**Task directions**.
In your transcription, keep every record exact and leave out the pictures.

**Stored data**.
------------------------------

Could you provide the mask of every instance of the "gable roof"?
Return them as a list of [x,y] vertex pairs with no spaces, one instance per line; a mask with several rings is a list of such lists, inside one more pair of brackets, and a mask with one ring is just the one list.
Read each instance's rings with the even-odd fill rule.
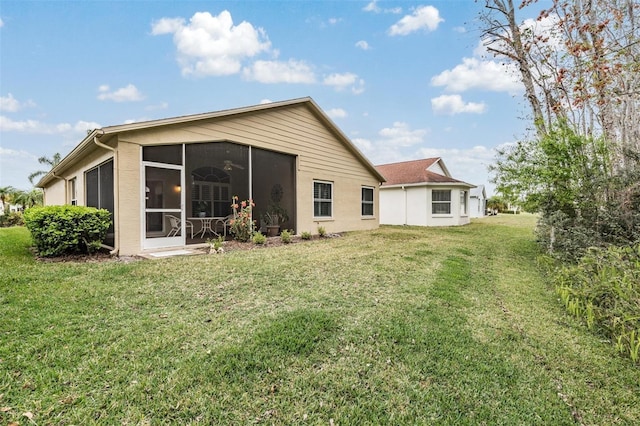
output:
[[[252,105],[241,108],[226,109],[214,112],[207,112],[201,114],[184,115],[179,117],[163,118],[159,120],[141,121],[130,124],[119,124],[115,126],[107,126],[101,129],[94,129],[53,169],[49,171],[36,185],[37,187],[44,187],[52,180],[58,178],[57,173],[61,173],[69,166],[73,165],[76,161],[83,158],[92,150],[96,149],[96,140],[99,140],[100,144],[104,145],[110,136],[128,132],[133,130],[152,129],[163,126],[170,126],[175,124],[186,124],[202,120],[210,120],[217,118],[225,118],[231,116],[237,116],[246,113],[254,113],[264,110],[275,110],[278,108],[287,108],[294,105],[306,105],[311,112],[323,123],[344,145],[346,148],[367,168],[380,182],[384,182],[384,177],[376,169],[376,167],[365,157],[365,155],[355,146],[353,142],[336,126],[336,124],[329,118],[327,114],[315,103],[310,97],[290,99],[280,102],[271,102],[266,104]],[[105,137],[106,136],[106,137]]]
[[469,196],[478,198],[482,196],[482,198],[487,198],[487,193],[484,190],[484,185],[478,185],[475,188],[471,189],[469,191]]
[[[440,166],[440,168],[438,169],[437,166]],[[440,157],[381,164],[376,166],[376,169],[386,178],[386,182],[382,185],[383,187],[426,184],[463,185],[470,188],[474,186],[451,177],[449,170]],[[444,175],[434,171],[440,169],[444,171]]]

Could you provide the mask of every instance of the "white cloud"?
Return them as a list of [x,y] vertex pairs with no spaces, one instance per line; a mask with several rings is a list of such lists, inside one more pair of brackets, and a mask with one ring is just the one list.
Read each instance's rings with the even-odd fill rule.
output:
[[184,18],[162,18],[151,24],[152,35],[173,34],[184,27]]
[[352,93],[359,95],[364,92],[365,83],[357,74],[346,72],[342,74],[329,74],[323,79],[322,84],[325,86],[331,86],[337,91],[345,90],[347,87],[350,87]]
[[4,21],[0,18],[0,28],[4,27]]
[[381,13],[381,12],[394,13],[394,14],[402,13],[401,7],[393,7],[390,9],[380,8],[380,6],[378,6],[378,0],[371,0],[371,2],[367,3],[367,5],[362,8],[362,10],[365,12],[373,12],[373,13]]
[[493,92],[522,92],[522,84],[513,64],[496,61],[482,61],[463,58],[462,63],[451,70],[445,70],[431,78],[434,86],[444,86],[450,92],[464,92],[471,89]]
[[423,142],[427,131],[424,129],[411,130],[407,123],[396,121],[393,123],[393,127],[385,127],[378,134],[387,145],[408,147]]
[[332,108],[327,111],[327,115],[333,119],[336,118],[345,118],[348,116],[347,111],[342,108]]
[[362,50],[370,50],[371,46],[369,46],[369,43],[367,43],[365,40],[360,40],[356,43],[356,47],[360,48]]
[[433,6],[420,6],[413,14],[406,15],[389,28],[389,35],[405,36],[420,30],[434,31],[444,19],[440,12]]
[[473,113],[482,114],[486,111],[485,103],[467,102],[462,100],[460,95],[442,95],[431,99],[431,108],[437,114],[460,114]]
[[329,25],[337,25],[342,22],[342,18],[329,18]]
[[101,101],[114,101],[114,102],[135,102],[144,99],[144,96],[136,86],[129,84],[125,87],[121,87],[110,92],[110,87],[106,84],[98,87],[98,99]]
[[247,58],[271,50],[262,28],[246,21],[234,25],[227,10],[217,16],[197,12],[188,24],[182,18],[163,18],[152,24],[151,33],[173,34],[183,75],[236,74]]
[[16,112],[26,107],[33,107],[35,103],[31,100],[20,102],[11,93],[7,96],[0,96],[0,111]]
[[344,74],[335,73],[326,76],[323,80],[323,84],[343,89],[354,84],[356,81],[358,81],[357,74],[353,74],[350,72]]
[[255,61],[242,70],[247,80],[260,83],[304,83],[316,82],[313,69],[304,61],[289,59],[282,61]]
[[265,104],[270,104],[273,103],[273,101],[271,99],[263,99],[260,101],[260,105],[265,105]]
[[362,10],[364,10],[365,12],[379,13],[380,12],[380,7],[378,7],[378,5],[376,3],[377,3],[377,0],[372,0],[365,7],[363,7]]
[[371,152],[373,150],[373,143],[369,139],[353,138],[351,139],[362,152]]
[[47,124],[37,120],[12,120],[0,115],[0,130],[6,132],[21,132],[34,134],[86,134],[87,130],[99,129],[98,123],[90,121],[78,121],[76,124],[59,123]]
[[20,109],[20,102],[11,93],[0,96],[0,111],[16,112]]

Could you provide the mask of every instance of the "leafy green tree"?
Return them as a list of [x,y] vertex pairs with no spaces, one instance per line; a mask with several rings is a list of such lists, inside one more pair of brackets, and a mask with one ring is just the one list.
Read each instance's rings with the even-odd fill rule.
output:
[[606,201],[609,164],[602,139],[579,136],[559,124],[540,140],[499,151],[490,170],[497,191],[523,200],[527,210],[575,217]]
[[487,200],[487,208],[503,212],[507,209],[508,203],[499,195],[494,195]]
[[[60,163],[61,159],[62,157],[60,156],[60,153],[56,152],[55,154],[53,154],[52,158],[44,157],[44,156],[38,158],[38,163],[49,165],[50,166],[49,170],[51,170],[55,166],[57,166],[58,163]],[[31,173],[29,175],[29,182],[31,182],[32,185],[35,185],[34,179],[37,177],[46,175],[47,173],[49,173],[49,170],[38,170],[36,172]]]
[[13,202],[22,205],[25,210],[41,206],[43,203],[42,190],[34,188],[31,191],[18,191],[14,196]]
[[6,204],[11,202],[13,195],[16,193],[16,189],[12,186],[0,187],[0,203],[2,203],[2,213],[7,212]]

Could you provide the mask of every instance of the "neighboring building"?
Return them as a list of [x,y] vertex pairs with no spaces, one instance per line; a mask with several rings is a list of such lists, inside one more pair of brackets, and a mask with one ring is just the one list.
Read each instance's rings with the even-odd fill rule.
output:
[[441,158],[376,166],[386,182],[380,187],[380,223],[455,226],[469,223],[469,190],[451,177]]
[[471,217],[484,217],[487,213],[487,193],[484,185],[471,188],[469,194],[469,214]]
[[258,221],[277,203],[296,233],[375,229],[382,181],[302,98],[97,129],[38,186],[45,205],[109,210],[106,244],[132,255],[202,243],[235,195],[254,200]]

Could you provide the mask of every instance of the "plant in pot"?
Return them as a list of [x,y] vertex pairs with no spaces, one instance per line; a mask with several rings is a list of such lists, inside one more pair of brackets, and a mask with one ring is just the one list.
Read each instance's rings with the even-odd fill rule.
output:
[[280,224],[289,220],[289,215],[280,204],[271,202],[261,219],[267,227],[267,236],[275,237],[280,231]]
[[209,203],[206,201],[198,201],[198,217],[206,217]]

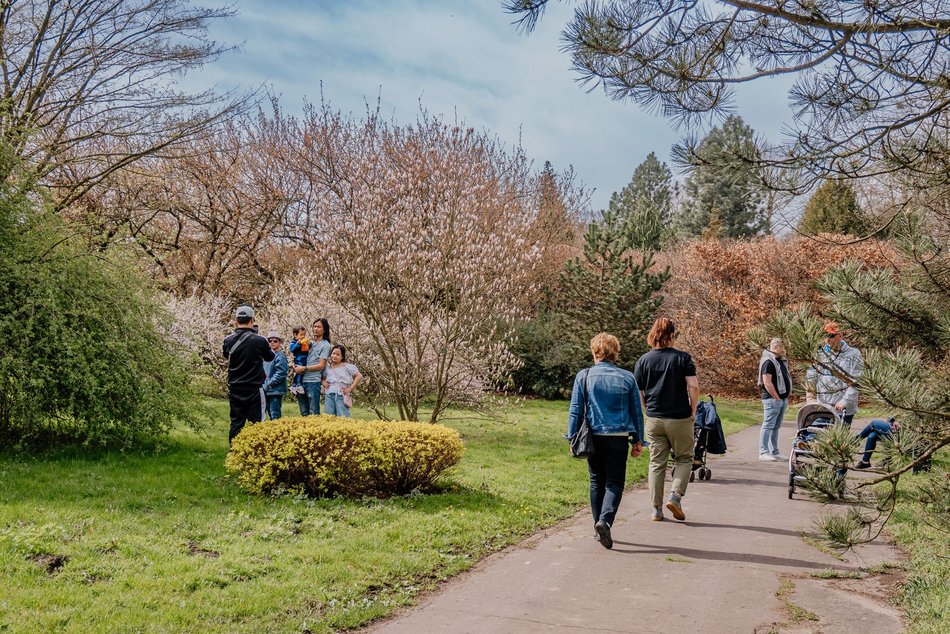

------------------------------

**Solution for this exercise**.
Could you provide the mask of every instance of the "gable roof"?
Return them as a list of [x,y] vertex pairs with no spaces, one instance per line; a mask with several rings is a list of such lists, inside one more pair of brackets, and a mask with one ring is just the one list.
Read each instance's rings with the even-odd fill rule.
output:
[[[252,105],[241,108],[226,109],[214,112],[207,112],[201,114],[184,115],[179,117],[163,118],[159,120],[141,121],[130,124],[119,124],[115,126],[107,126],[101,129],[94,129],[53,169],[49,171],[36,185],[37,187],[44,187],[52,180],[58,178],[57,173],[61,173],[69,166],[73,165],[76,161],[83,158],[92,150],[96,149],[96,140],[99,140],[100,144],[104,145],[110,136],[128,132],[133,130],[152,129],[163,126],[170,126],[175,124],[186,124],[202,120],[210,120],[217,118],[225,118],[231,116],[237,116],[246,113],[254,113],[264,110],[275,110],[278,108],[287,108],[294,105],[306,105],[311,112],[323,123],[344,145],[346,148],[367,168],[380,182],[384,182],[384,177],[376,169],[376,167],[365,157],[365,155],[355,146],[353,142],[336,126],[336,124],[329,118],[327,114],[315,103],[310,97],[290,99],[280,102],[271,102],[266,104]],[[105,137],[106,136],[106,137]]]
[[469,196],[478,198],[482,196],[482,198],[487,198],[487,193],[484,190],[484,185],[478,185],[475,188],[471,189],[469,191]]
[[[440,166],[440,168],[438,169],[437,166]],[[440,157],[381,164],[376,166],[376,169],[386,178],[386,182],[382,185],[383,187],[426,184],[463,185],[470,188],[474,186],[451,177],[449,170]],[[444,175],[434,171],[440,169],[444,171]]]

Could you provide the mask of every instance of the "white cloud"?
Return them as a list of [x,y] vertex pairs with no spaces, one instance per line; a mask with several rings is a list of such lists, inside one more pair of brackets, and a mask with one ring is just the one list.
Read each instance's rings with the even-odd fill rule.
output:
[[184,18],[162,18],[151,24],[152,35],[173,34],[184,27]]
[[352,93],[359,95],[364,92],[365,83],[357,74],[346,72],[342,74],[329,74],[323,79],[322,84],[325,86],[331,86],[337,91],[345,90],[347,87],[350,87]]
[[4,21],[0,18],[0,28],[4,27]]
[[381,13],[381,12],[394,13],[394,14],[402,13],[401,7],[393,7],[390,9],[380,8],[380,6],[378,6],[378,0],[371,0],[371,2],[367,3],[367,5],[362,8],[362,10],[365,12],[373,12],[373,13]]
[[493,92],[522,92],[522,84],[513,64],[496,61],[482,61],[463,58],[462,63],[451,70],[445,70],[431,78],[434,86],[444,86],[450,92],[464,92],[471,89]]
[[423,142],[427,131],[424,129],[411,130],[407,123],[396,121],[393,123],[393,127],[385,127],[378,134],[387,145],[408,147]]
[[332,108],[327,111],[327,115],[333,119],[336,118],[345,118],[348,116],[347,111],[342,108]]
[[362,50],[370,50],[371,46],[369,46],[369,43],[367,43],[365,40],[360,40],[356,43],[356,47],[360,48]]
[[433,6],[420,6],[413,14],[406,15],[389,28],[389,35],[405,36],[420,30],[434,31],[444,19],[440,12]]
[[473,113],[482,114],[486,111],[485,103],[467,102],[462,100],[460,95],[442,95],[431,99],[431,108],[437,114],[460,114]]
[[329,25],[337,25],[342,22],[342,18],[329,18]]
[[101,101],[114,101],[114,102],[135,102],[144,99],[144,96],[136,86],[129,84],[125,87],[121,87],[110,92],[110,87],[106,84],[98,87],[98,99]]
[[247,58],[271,50],[262,28],[246,21],[234,25],[227,10],[217,16],[197,12],[188,24],[182,18],[163,18],[152,24],[151,33],[173,34],[183,75],[236,74]]
[[16,112],[26,107],[33,107],[35,103],[31,100],[20,102],[11,93],[7,96],[0,96],[0,111]]
[[344,74],[335,73],[326,76],[323,80],[323,84],[343,89],[354,84],[356,81],[358,81],[357,74],[353,74],[350,72]]
[[255,61],[242,70],[247,80],[260,83],[304,83],[316,82],[313,69],[304,61],[289,59],[282,61]]
[[265,104],[270,104],[273,103],[273,101],[271,99],[263,99],[260,101],[260,105],[265,105]]
[[362,10],[364,10],[365,12],[379,13],[380,12],[380,7],[378,7],[378,5],[376,3],[377,3],[377,0],[372,0],[365,7],[363,7]]
[[371,152],[373,150],[373,143],[369,139],[353,138],[351,139],[362,152]]
[[47,124],[37,120],[12,120],[0,115],[0,130],[6,132],[21,132],[34,134],[86,134],[87,130],[99,129],[98,123],[90,121],[78,121],[76,124],[59,123]]
[[20,109],[20,102],[11,93],[0,96],[0,111],[16,112]]

Could you provide the mask of every instance of the "leafy green tree"?
Return them as a list of [x,y] vertex pairs with no spaces, one instance per line; a mask with several rings is a list of such lists, inside one more pair of brackets, and a mask with one ring is just the one list.
Read each instance's rings with the even-odd fill rule.
output:
[[606,201],[609,164],[602,139],[579,136],[559,124],[540,140],[499,151],[490,170],[497,191],[523,200],[527,210],[575,217]]
[[487,200],[487,208],[503,212],[507,209],[508,203],[499,195],[494,195]]
[[[60,163],[61,159],[62,157],[60,156],[60,153],[56,152],[55,154],[53,154],[52,158],[44,157],[44,156],[38,158],[38,163],[49,165],[50,166],[49,170],[51,170],[55,166],[57,166],[58,163]],[[31,173],[29,175],[29,182],[31,182],[32,185],[35,185],[34,179],[37,177],[46,175],[47,173],[49,173],[49,170],[38,170],[36,172]]]
[[13,202],[22,205],[25,210],[41,206],[43,203],[42,190],[34,188],[31,191],[18,191],[14,196]]
[[6,204],[11,202],[13,195],[16,193],[16,189],[12,186],[0,187],[0,203],[2,203],[2,213],[7,212]]

Could you provide the mask of every instance of the "neighboring building"?
Return them as a list of [x,y] vertex pairs with no spaces, one instance per line; a mask with several rings is a list of such lists, inside one more pair of brackets, and a mask with one ring is just the one list.
Read each instance's rings with the even-odd fill rule.
output:
[[441,158],[376,166],[386,182],[380,187],[380,223],[455,226],[469,223],[469,190],[451,177]]
[[471,217],[484,217],[487,213],[487,193],[484,185],[471,188],[469,194],[469,214]]
[[258,221],[277,203],[296,233],[375,229],[382,181],[302,98],[97,129],[38,186],[45,205],[109,210],[106,244],[132,255],[202,243],[235,195],[254,200]]

Could you provide the mask of every instance of the "plant in pot"?
Return them as a list of [x,y] vertex pairs with no spaces, one instance per line; a mask with several rings is a list of such lists, inside one more pair of brackets, and a mask with one ring is just the one list.
Read each instance's rings with the even-odd fill rule.
output:
[[280,224],[289,220],[289,215],[280,204],[271,202],[261,219],[267,227],[267,236],[275,237],[280,231]]
[[209,203],[206,201],[198,201],[198,217],[206,217]]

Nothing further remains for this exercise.